▶ _Text block_:

+ + + + + + +

CINCINNATI--(BUSINESS WIRE)--Macy’s, Inc. (NYSE:M) today announced a series of initiatives to evolve its business model and invest in continued growth opportunities as consumers change the way they shop. Actions include a restructuring of merchandising and marketing functions at Macy’s and Bloomingdale’s consistent with the company’s omnichannel approach to retailing, as well as a series of adjustments to its field and store operations to increase productivity and efficiency.
(Editor’s Note: Macy’s, Inc. this afternoon also issued a separate news release announcing sales results for the November/December 2014 period and updating guidance.)
“Our business is rapidly evolving in response to changes in the way customers are shopping across stores, desktops, tablets and smartphones. We must continue to invest in our business to focus on where the customer is headed – to prepare for what’s next,” said Terry J. Lundgren, Macy’s chairman and chief executive officer. “Macy’s, Inc. has benefited in recent years by having invested early and aggressively in our M.O.M. strategies (My Macy’s localization, Omnichannel integration and Magic Selling customer engagement). This has included talent, technology, omnichannel infrastructure and fulfillment capability.
“We remain committed to M.O.M. as our strategic roadmap. We are continuing to learn from our experiences and to mold our business model and M.O.M. strategies around what our customers are telling us and how they are behaving so that we can continue to succeed in this environment. We are moving quickly. In many ways, this is a race to remain best-in-class – and to win with the customer. We fully expect to remain an industry leader and innovator,” Lundgren said.

+ + + + + + +

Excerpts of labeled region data
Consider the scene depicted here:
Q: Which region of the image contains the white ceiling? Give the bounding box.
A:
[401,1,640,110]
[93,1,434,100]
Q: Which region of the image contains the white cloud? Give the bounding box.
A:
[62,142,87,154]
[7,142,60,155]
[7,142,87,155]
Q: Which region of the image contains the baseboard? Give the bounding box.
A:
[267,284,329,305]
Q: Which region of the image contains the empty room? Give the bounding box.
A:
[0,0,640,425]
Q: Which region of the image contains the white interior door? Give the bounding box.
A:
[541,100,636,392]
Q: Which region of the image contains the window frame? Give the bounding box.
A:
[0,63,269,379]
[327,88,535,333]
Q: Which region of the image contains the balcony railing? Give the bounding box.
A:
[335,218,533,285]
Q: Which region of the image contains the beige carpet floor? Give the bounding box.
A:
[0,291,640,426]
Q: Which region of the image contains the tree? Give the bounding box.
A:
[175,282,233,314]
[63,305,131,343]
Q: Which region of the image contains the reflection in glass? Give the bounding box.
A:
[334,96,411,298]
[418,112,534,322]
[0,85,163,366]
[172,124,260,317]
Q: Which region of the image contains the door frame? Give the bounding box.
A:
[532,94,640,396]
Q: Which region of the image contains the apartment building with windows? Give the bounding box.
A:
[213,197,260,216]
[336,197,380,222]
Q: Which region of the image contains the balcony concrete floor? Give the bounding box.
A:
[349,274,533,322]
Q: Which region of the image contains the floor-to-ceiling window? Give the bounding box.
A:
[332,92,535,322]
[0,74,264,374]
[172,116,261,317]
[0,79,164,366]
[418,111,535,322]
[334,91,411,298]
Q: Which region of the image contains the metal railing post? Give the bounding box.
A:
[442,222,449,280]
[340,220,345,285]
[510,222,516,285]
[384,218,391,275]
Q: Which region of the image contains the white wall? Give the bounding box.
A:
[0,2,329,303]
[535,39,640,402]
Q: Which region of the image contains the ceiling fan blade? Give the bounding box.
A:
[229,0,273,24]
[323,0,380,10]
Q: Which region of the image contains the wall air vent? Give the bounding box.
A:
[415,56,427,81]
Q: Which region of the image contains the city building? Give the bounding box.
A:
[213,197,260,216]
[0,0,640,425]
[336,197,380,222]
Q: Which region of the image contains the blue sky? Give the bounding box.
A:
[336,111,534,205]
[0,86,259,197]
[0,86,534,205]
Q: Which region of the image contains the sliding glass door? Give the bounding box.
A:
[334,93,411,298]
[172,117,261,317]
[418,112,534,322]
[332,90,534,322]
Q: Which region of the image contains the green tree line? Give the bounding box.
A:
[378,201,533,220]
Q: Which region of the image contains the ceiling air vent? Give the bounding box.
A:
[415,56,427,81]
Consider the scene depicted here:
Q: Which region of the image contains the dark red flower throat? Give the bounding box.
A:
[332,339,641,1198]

+ + + + + + +

▶ _Problem requirements_:
Transcribe the portion of the Macy's announcement between "CINCINNATI--(BUSINESS WIRE)--Macy’s, Inc." and "productivity and efficiency.", inclusive.

▶ _Answer for the task_:
CINCINNATI--(BUSINESS WIRE)--Macy’s, Inc. (NYSE:M) today announced a series of initiatives to evolve its business model and invest in continued growth opportunities as consumers change the way they shop. Actions include a restructuring of merchandising and marketing functions at Macy’s and Bloomingdale’s consistent with the company’s omnichannel approach to retailing, as well as a series of adjustments to its field and store operations to increase productivity and efficiency.